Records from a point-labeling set
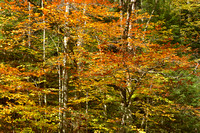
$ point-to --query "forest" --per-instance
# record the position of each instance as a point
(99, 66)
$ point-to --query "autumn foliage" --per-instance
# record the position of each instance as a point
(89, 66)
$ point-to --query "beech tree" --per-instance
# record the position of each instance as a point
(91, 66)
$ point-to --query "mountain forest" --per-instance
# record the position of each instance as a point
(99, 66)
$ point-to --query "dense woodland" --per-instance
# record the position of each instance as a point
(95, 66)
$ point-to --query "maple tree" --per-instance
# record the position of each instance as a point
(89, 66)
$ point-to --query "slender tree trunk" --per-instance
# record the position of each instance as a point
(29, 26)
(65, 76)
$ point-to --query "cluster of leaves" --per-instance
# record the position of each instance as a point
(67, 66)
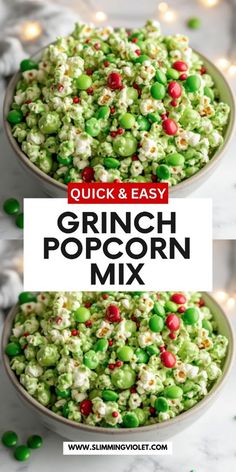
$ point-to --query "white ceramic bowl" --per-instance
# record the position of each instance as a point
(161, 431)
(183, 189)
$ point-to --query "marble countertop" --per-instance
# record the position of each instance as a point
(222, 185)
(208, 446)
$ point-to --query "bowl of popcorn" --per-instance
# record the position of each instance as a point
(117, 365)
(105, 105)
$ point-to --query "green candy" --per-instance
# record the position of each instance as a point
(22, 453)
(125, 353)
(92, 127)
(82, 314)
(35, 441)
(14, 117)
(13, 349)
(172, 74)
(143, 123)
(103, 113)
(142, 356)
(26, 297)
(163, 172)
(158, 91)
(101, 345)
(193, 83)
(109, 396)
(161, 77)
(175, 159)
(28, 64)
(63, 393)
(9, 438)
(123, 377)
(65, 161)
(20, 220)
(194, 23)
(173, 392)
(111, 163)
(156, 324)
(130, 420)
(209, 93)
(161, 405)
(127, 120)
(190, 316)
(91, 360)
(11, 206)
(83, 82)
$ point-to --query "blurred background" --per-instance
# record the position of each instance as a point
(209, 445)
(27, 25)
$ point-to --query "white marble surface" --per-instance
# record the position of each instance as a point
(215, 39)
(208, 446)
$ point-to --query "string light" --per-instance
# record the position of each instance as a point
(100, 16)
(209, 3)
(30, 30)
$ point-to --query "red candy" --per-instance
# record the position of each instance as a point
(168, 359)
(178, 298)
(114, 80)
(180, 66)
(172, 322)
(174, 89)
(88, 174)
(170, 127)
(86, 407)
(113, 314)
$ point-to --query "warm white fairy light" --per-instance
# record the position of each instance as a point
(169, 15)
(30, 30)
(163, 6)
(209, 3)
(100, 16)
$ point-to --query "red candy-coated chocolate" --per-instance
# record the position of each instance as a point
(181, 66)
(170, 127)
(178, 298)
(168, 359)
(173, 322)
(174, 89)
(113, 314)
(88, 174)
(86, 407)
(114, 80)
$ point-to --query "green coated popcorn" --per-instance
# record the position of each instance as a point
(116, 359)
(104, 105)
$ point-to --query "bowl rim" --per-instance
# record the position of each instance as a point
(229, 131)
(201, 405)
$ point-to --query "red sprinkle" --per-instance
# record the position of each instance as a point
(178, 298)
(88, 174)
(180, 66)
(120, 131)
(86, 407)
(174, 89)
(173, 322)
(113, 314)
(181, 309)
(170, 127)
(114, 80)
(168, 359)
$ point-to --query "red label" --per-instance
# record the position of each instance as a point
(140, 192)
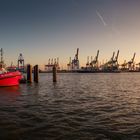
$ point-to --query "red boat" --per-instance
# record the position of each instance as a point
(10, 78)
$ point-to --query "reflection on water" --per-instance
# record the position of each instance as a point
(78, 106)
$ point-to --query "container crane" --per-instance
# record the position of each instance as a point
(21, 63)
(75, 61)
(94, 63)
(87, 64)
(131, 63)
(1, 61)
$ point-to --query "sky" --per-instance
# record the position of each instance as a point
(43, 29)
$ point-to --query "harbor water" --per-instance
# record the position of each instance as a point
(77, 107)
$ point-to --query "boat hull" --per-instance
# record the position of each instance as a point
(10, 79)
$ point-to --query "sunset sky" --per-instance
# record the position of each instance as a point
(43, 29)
---
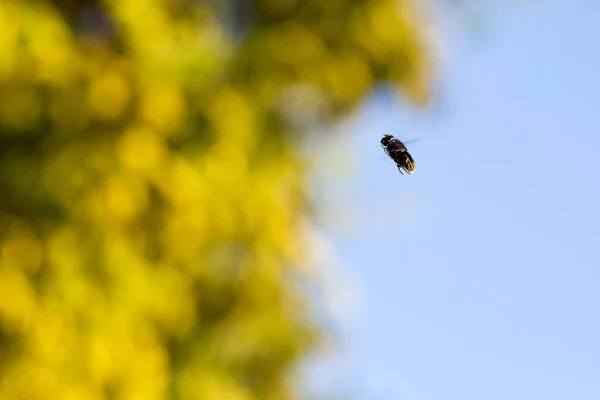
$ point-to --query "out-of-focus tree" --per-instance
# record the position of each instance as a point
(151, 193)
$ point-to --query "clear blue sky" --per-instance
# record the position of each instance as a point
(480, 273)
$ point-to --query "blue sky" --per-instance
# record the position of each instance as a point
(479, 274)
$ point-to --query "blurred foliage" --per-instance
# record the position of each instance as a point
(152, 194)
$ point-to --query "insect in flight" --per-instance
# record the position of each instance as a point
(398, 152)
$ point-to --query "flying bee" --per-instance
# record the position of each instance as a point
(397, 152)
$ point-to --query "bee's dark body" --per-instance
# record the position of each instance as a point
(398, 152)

▶ **PROBLEM**: Count the lines in the items above that contain the string "candy", treating uppercase and lowercase as different. Reply with the number alone.

▶ **EXERCISE SOLUTION**: 3